Exercise directions:
Your answer should be every line from the records that contains "below".

[Dataset entries]
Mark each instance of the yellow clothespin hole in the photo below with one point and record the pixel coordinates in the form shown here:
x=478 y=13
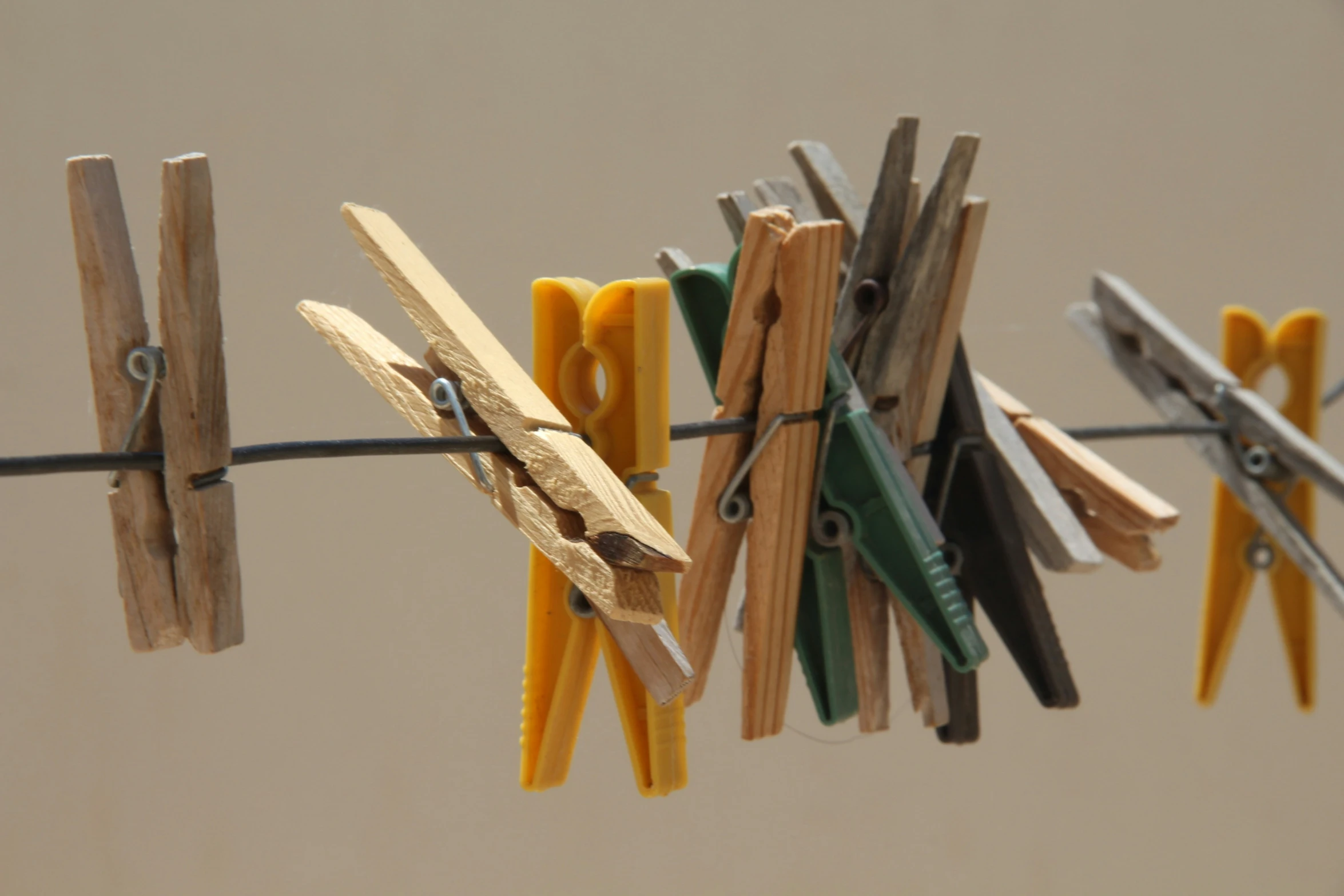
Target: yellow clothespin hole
x=620 y=329
x=1238 y=548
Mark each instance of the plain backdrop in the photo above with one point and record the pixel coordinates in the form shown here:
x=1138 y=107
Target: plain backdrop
x=365 y=738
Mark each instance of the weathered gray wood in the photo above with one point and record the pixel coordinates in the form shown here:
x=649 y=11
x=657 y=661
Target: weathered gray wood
x=1053 y=531
x=114 y=323
x=195 y=409
x=917 y=290
x=1178 y=408
x=884 y=230
x=782 y=191
x=1212 y=385
x=830 y=189
x=735 y=206
x=673 y=260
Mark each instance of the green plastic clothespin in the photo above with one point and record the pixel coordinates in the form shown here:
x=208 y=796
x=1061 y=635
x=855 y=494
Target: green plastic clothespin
x=865 y=479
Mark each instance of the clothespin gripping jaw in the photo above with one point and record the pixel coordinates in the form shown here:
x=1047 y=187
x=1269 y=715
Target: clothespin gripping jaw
x=177 y=541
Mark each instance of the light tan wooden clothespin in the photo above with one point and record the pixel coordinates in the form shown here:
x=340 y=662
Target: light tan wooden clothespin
x=1119 y=513
x=550 y=484
x=175 y=533
x=773 y=364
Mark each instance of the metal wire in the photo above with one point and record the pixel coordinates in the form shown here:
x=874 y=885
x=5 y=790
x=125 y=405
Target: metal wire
x=311 y=449
x=147 y=364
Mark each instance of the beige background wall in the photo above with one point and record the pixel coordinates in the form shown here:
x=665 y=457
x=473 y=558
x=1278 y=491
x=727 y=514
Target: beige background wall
x=363 y=739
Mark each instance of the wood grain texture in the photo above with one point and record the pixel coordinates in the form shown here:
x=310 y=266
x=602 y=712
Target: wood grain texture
x=869 y=628
x=927 y=682
x=714 y=546
x=557 y=532
x=1135 y=550
x=793 y=379
x=1203 y=376
x=713 y=543
x=885 y=228
x=735 y=206
x=194 y=409
x=673 y=260
x=1178 y=408
x=831 y=189
x=114 y=323
x=535 y=432
x=1005 y=402
x=1053 y=531
x=896 y=367
x=1109 y=495
x=996 y=571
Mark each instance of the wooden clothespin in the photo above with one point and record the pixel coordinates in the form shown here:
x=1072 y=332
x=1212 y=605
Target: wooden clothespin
x=968 y=493
x=550 y=485
x=870 y=531
x=1119 y=513
x=1256 y=459
x=175 y=533
x=621 y=328
x=900 y=314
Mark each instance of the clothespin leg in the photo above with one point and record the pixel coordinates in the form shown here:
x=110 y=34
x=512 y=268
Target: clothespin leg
x=194 y=410
x=867 y=602
x=557 y=676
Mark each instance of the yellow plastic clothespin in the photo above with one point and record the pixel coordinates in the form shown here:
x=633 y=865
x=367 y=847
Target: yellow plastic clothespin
x=1239 y=548
x=623 y=329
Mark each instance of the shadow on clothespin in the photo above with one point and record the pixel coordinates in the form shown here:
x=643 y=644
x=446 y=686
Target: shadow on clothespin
x=1265 y=459
x=623 y=329
x=175 y=533
x=550 y=484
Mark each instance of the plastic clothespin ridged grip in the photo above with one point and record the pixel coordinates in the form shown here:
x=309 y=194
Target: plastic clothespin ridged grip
x=528 y=424
x=623 y=329
x=114 y=323
x=1297 y=347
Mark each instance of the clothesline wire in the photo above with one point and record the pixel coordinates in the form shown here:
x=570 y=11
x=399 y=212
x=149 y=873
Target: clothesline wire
x=110 y=461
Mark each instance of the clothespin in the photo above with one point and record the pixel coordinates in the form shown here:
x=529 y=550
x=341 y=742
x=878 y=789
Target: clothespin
x=550 y=484
x=969 y=499
x=823 y=636
x=866 y=491
x=177 y=544
x=1239 y=547
x=1119 y=513
x=621 y=328
x=1257 y=459
x=900 y=313
x=786 y=273
x=898 y=318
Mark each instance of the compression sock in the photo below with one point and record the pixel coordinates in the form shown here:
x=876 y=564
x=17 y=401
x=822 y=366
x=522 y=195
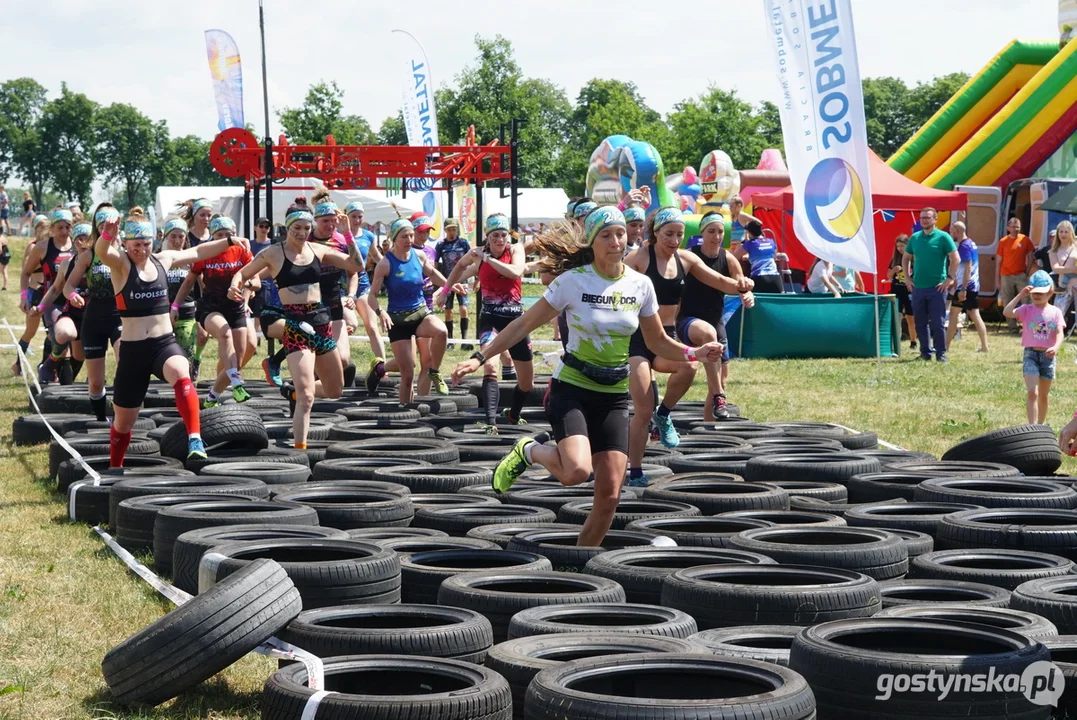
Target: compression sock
x=117 y=447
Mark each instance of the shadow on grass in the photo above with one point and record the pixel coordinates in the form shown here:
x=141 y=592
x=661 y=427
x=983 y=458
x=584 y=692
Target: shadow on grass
x=208 y=699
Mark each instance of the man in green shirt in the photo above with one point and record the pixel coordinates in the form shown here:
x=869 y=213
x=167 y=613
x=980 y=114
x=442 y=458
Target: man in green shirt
x=928 y=281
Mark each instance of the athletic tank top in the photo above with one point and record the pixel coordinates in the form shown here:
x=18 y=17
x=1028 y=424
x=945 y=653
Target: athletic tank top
x=667 y=290
x=140 y=298
x=404 y=282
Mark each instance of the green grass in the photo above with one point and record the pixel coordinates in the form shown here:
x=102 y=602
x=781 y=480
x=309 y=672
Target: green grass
x=65 y=600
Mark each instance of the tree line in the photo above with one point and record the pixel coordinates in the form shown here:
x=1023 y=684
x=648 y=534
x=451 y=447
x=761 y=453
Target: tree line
x=63 y=145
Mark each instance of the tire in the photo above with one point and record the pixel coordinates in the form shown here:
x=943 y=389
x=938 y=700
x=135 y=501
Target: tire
x=359 y=468
x=1002 y=493
x=1025 y=623
x=926 y=591
x=434 y=451
x=422 y=573
x=1031 y=449
x=349 y=509
x=642 y=570
x=873 y=552
x=192 y=545
x=1053 y=532
x=399 y=630
x=844 y=675
x=627 y=511
x=769 y=644
x=271 y=474
x=457 y=520
x=201 y=637
x=697 y=532
x=501 y=595
x=627 y=688
x=520 y=659
x=921 y=517
x=173 y=521
x=434 y=479
x=235 y=425
x=728 y=595
x=1003 y=568
x=400 y=687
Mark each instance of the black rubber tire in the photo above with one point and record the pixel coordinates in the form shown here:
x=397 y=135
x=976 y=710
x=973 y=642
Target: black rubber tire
x=422 y=573
x=1003 y=568
x=927 y=591
x=435 y=479
x=519 y=660
x=997 y=493
x=728 y=595
x=1053 y=532
x=873 y=552
x=501 y=595
x=691 y=687
x=192 y=545
x=843 y=673
x=457 y=520
x=1031 y=449
x=396 y=687
x=1029 y=624
x=769 y=644
x=201 y=637
x=173 y=521
x=642 y=570
x=718 y=493
x=347 y=508
x=400 y=630
x=235 y=425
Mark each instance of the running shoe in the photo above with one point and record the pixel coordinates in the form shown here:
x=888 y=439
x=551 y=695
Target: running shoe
x=196 y=449
x=667 y=433
x=273 y=371
x=512 y=466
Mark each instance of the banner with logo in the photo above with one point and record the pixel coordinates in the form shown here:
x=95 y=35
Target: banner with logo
x=826 y=146
x=420 y=117
x=227 y=74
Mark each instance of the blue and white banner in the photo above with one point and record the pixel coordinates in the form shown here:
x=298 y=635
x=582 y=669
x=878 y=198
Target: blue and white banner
x=826 y=146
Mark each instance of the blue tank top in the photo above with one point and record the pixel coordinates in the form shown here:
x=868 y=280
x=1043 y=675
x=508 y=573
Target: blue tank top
x=404 y=282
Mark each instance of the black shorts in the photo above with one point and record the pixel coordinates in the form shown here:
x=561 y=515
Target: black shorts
x=138 y=361
x=234 y=313
x=602 y=418
x=638 y=348
x=100 y=328
x=490 y=324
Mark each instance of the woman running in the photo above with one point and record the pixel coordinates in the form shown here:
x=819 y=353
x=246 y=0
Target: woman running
x=699 y=319
x=587 y=403
x=500 y=268
x=402 y=272
x=140 y=281
x=296 y=266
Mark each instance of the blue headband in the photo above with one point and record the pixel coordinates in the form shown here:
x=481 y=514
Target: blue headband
x=138 y=229
x=601 y=219
x=222 y=223
x=494 y=223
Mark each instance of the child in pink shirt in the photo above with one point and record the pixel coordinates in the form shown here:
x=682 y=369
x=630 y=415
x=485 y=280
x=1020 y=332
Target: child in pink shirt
x=1041 y=337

Exercise result:
Mark each instance of the yellow clothespin hole in the photo below with one point and record the pixel coordinates in the form shown here:
Mark each instance of the compression sock in the photo below with one point and record the pixel coordinates in the form shown here:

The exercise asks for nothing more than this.